• **YOUR TASK**
Update the data from the line containing "like x=623 y=616." through the line containing "x=636 y=861" by changing "drain grate" to "storm drain" and leaving everything else as it is. Return only those lines.

• **SUPPLIED INFORMATION**
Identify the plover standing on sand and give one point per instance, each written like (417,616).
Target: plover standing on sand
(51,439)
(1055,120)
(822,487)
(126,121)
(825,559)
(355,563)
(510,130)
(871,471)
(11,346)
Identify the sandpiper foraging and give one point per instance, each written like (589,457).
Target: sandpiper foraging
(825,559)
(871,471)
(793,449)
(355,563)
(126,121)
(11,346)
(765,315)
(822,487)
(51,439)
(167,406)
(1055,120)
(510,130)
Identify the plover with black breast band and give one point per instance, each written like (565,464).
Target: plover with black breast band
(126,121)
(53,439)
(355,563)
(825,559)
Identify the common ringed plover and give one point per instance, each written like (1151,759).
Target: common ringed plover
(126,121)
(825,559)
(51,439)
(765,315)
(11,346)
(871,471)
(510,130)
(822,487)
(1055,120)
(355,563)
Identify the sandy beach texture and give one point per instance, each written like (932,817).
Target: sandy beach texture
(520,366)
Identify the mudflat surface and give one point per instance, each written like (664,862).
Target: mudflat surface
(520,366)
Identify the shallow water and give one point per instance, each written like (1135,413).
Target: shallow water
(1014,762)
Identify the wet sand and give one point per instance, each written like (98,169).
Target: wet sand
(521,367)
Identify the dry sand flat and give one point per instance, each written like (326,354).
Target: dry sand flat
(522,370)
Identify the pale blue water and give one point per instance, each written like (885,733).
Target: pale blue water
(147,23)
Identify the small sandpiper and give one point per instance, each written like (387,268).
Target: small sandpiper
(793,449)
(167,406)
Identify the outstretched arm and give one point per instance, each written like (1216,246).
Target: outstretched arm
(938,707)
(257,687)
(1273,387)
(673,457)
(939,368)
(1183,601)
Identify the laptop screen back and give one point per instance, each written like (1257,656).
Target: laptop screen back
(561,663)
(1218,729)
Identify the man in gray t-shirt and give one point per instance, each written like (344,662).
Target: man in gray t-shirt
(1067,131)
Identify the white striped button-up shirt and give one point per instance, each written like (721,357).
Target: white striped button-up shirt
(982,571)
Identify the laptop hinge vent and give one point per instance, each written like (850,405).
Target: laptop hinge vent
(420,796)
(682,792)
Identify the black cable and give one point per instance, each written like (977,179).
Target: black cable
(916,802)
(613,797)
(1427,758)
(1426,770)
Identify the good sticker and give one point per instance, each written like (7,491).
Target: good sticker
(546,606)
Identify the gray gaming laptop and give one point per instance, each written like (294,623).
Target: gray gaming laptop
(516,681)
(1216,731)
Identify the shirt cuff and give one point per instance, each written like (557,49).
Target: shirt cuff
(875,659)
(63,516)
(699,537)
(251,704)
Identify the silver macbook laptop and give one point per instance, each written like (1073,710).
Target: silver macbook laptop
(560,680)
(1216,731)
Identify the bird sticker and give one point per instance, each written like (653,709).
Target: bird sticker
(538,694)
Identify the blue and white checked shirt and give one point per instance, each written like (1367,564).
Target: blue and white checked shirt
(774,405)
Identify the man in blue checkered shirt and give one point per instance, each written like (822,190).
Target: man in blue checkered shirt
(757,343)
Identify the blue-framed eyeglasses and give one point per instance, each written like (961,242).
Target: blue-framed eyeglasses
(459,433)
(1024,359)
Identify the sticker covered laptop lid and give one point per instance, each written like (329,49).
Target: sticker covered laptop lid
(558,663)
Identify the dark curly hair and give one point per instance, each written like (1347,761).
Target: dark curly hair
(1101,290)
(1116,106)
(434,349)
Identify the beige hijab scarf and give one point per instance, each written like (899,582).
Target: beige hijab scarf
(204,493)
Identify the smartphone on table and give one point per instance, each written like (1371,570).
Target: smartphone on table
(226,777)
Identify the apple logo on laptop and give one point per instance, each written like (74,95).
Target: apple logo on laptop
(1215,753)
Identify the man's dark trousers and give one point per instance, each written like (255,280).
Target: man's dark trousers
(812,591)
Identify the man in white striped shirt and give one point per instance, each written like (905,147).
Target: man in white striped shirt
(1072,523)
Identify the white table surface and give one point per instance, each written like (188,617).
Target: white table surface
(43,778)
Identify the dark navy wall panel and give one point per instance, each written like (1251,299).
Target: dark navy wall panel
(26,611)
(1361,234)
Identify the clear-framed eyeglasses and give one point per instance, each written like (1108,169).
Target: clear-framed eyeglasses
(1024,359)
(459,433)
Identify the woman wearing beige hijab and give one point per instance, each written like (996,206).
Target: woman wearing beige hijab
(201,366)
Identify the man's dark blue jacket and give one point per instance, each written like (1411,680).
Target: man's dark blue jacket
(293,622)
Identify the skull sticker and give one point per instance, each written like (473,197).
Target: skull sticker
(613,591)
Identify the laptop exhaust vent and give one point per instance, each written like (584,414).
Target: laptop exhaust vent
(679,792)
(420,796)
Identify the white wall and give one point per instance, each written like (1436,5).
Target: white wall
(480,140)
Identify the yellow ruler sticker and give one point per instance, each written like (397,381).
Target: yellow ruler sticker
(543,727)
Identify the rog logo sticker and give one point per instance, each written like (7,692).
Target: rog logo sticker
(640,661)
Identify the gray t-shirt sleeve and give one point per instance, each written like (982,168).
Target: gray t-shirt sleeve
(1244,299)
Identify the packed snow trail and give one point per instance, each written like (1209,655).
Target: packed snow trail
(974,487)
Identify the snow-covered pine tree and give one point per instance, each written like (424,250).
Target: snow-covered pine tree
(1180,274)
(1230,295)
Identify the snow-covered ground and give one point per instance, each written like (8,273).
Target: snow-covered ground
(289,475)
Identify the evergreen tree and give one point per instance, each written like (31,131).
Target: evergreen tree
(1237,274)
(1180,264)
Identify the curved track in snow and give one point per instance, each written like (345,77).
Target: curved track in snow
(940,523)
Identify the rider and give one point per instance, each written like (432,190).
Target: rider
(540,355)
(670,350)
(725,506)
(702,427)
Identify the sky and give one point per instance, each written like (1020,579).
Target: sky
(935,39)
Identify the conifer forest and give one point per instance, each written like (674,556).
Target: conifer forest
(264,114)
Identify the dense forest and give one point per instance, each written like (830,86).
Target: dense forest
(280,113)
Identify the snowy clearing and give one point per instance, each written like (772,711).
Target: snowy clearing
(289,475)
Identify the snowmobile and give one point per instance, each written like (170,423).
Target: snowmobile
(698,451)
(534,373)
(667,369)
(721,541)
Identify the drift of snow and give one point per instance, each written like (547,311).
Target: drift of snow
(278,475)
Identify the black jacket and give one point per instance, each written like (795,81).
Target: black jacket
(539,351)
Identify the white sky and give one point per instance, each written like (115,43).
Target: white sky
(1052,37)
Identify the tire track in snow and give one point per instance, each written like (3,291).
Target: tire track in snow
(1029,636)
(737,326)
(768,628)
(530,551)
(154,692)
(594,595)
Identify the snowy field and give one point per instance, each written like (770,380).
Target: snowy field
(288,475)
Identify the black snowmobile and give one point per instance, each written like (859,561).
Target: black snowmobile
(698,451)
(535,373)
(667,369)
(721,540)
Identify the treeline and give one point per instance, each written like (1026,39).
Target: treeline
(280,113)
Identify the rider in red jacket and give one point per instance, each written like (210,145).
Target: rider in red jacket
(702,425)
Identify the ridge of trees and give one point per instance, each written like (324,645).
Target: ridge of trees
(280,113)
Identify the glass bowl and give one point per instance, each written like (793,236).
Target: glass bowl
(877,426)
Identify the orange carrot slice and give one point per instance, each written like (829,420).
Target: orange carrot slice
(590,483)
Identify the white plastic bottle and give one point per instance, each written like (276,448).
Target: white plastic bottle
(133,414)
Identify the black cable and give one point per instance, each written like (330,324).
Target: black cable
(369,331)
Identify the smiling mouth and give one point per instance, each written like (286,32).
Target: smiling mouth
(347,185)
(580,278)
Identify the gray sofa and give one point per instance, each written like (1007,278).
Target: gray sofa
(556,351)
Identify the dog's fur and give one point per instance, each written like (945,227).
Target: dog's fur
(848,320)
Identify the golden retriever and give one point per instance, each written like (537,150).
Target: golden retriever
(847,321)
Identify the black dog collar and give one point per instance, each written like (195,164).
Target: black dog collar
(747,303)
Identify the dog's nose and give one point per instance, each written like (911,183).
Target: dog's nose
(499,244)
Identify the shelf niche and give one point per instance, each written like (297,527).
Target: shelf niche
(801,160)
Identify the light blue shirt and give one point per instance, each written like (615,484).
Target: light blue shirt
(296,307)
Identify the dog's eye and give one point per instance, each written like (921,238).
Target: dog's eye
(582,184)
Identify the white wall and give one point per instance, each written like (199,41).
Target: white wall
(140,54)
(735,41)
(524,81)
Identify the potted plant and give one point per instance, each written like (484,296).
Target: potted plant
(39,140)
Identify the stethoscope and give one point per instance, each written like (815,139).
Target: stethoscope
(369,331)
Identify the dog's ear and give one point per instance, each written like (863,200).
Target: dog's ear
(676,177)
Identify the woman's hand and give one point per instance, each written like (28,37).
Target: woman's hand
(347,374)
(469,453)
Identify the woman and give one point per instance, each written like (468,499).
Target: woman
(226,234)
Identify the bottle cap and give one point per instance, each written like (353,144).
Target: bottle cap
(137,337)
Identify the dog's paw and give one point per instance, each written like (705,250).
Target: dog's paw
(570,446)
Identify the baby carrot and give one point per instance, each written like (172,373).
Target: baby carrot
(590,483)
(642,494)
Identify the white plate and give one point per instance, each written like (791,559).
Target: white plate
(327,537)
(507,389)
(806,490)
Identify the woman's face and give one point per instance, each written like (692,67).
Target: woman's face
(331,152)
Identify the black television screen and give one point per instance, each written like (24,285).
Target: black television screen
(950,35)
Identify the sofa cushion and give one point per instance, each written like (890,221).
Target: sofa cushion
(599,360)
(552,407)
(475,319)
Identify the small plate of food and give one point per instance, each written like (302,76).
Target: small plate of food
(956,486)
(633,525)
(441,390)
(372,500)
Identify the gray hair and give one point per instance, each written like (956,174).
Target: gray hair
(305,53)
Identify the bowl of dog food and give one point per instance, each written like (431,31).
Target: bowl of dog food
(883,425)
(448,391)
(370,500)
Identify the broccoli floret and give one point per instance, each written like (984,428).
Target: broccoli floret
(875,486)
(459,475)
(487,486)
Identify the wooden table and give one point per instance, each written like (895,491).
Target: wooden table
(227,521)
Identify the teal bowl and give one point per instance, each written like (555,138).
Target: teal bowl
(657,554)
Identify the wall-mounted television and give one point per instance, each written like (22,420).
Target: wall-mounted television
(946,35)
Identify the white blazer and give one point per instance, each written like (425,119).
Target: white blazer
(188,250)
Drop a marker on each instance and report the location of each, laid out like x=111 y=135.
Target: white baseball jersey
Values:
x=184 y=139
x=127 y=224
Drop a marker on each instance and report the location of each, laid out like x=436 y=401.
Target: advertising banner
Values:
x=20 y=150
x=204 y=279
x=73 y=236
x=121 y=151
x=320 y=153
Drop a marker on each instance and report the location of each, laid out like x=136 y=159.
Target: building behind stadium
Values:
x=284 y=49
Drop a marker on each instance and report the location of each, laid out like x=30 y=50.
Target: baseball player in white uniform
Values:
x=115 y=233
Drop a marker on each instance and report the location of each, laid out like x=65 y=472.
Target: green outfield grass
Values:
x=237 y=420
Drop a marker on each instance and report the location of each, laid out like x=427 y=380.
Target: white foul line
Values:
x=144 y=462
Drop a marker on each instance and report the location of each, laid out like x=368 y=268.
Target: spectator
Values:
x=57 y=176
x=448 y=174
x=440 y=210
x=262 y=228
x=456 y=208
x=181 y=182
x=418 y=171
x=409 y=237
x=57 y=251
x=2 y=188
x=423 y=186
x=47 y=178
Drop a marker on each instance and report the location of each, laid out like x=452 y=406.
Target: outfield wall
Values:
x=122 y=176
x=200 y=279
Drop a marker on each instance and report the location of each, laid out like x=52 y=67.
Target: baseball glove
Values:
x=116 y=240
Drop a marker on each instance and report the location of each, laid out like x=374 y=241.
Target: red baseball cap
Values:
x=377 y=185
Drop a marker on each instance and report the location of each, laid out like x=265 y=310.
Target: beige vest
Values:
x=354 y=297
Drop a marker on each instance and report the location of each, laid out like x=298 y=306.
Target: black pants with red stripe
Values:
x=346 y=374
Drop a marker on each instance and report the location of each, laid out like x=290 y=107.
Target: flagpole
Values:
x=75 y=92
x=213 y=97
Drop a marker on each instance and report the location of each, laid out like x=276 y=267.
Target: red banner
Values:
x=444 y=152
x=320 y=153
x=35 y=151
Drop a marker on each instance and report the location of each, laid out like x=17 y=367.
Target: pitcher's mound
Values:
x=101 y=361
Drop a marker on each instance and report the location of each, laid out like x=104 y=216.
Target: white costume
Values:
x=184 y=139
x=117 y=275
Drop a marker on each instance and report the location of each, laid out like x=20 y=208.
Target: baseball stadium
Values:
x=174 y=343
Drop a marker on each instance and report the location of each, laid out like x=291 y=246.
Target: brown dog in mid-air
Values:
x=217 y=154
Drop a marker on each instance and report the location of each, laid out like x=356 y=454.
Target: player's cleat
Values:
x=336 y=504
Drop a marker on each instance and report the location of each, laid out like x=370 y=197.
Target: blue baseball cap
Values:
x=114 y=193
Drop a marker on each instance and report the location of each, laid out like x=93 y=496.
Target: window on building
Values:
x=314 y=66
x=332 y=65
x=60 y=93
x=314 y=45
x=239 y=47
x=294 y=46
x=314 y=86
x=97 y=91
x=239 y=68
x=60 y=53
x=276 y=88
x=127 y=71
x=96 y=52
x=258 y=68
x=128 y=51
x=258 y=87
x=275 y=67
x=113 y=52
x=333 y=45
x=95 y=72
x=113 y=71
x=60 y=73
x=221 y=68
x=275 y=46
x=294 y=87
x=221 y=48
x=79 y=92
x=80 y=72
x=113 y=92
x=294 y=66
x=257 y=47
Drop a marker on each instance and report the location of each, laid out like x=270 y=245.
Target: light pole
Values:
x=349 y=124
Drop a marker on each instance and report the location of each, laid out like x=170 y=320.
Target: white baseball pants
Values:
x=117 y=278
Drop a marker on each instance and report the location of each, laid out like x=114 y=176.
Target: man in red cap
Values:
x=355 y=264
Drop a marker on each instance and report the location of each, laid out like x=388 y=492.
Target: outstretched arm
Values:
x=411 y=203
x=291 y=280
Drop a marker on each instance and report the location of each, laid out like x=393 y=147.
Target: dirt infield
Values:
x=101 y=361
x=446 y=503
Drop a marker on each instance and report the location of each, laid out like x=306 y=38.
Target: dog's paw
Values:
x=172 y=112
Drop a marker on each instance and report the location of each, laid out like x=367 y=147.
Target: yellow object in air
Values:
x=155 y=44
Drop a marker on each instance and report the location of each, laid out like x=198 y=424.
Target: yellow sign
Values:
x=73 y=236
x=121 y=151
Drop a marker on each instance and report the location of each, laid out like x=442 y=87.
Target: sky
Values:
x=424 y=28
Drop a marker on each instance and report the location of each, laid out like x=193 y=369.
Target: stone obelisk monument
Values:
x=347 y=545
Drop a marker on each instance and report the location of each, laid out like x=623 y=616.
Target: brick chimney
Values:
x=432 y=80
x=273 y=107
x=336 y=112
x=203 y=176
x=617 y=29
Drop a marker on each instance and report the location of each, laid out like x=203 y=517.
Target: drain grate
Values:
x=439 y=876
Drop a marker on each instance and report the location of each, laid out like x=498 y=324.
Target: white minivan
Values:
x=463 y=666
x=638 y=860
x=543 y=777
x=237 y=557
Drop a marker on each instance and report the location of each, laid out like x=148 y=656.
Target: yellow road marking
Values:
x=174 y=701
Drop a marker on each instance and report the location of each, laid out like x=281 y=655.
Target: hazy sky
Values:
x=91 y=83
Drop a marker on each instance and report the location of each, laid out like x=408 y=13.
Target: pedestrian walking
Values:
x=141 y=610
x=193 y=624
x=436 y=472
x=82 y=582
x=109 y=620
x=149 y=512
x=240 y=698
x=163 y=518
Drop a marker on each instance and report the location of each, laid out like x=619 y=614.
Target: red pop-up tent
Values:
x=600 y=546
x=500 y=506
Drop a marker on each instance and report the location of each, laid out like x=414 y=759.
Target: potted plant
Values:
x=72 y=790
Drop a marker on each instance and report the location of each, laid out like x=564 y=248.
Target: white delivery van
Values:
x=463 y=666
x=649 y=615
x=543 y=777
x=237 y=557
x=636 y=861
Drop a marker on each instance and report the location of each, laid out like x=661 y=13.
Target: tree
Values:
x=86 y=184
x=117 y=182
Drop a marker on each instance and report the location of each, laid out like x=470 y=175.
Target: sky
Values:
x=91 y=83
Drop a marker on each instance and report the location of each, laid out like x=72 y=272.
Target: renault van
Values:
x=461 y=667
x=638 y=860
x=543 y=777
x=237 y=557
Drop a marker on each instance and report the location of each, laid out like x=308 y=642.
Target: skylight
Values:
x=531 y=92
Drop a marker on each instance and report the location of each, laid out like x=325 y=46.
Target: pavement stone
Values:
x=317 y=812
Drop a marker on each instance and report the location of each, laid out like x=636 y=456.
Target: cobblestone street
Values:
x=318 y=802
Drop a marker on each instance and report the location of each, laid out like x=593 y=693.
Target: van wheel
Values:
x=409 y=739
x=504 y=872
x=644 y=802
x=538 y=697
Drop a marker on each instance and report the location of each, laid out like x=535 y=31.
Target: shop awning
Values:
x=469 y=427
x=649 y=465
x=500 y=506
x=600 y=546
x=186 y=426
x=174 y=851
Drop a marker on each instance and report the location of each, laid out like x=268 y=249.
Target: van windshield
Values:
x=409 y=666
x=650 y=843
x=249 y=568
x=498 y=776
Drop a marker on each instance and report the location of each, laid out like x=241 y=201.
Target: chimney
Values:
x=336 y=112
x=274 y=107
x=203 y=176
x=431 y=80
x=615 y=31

• **ANSWER**
Drop a marker on each instance and report the location of each, laid out like x=623 y=616.
Target: brick chimney
Values:
x=432 y=80
x=273 y=107
x=336 y=112
x=203 y=176
x=617 y=29
Drop a marker on each instance and report the location of each, laid out like x=203 y=517.
Target: storm drain
Values:
x=439 y=876
Drop a marker on each instance and report the location of each, laid out like x=498 y=324.
Target: white minivan
Values:
x=463 y=666
x=638 y=860
x=543 y=777
x=237 y=557
Drop a marker on each instance and report the location of each, laid out like x=148 y=656.
Target: yellow road marking
Values:
x=174 y=701
Drop a marker on each instance and report the location of each, laid out like x=281 y=655.
Target: hazy sky
Values:
x=91 y=83
Drop a marker on each instance and report the location of each, laid out like x=408 y=13.
Target: pedestrian walking
Values:
x=141 y=610
x=193 y=624
x=436 y=472
x=82 y=582
x=109 y=620
x=149 y=512
x=240 y=698
x=163 y=518
Drop a marker on each instance and report the location of each, laid out like x=619 y=614.
Target: red pop-up tent
Values:
x=600 y=546
x=500 y=506
Drop a marker on each instance and report the location of each, laid out like x=414 y=759.
Target: potted plant
Values:
x=72 y=790
Drop a marker on each instance and report the location of each, laid out like x=564 y=248.
Target: white delivery van
Values:
x=463 y=666
x=649 y=615
x=543 y=777
x=237 y=557
x=636 y=861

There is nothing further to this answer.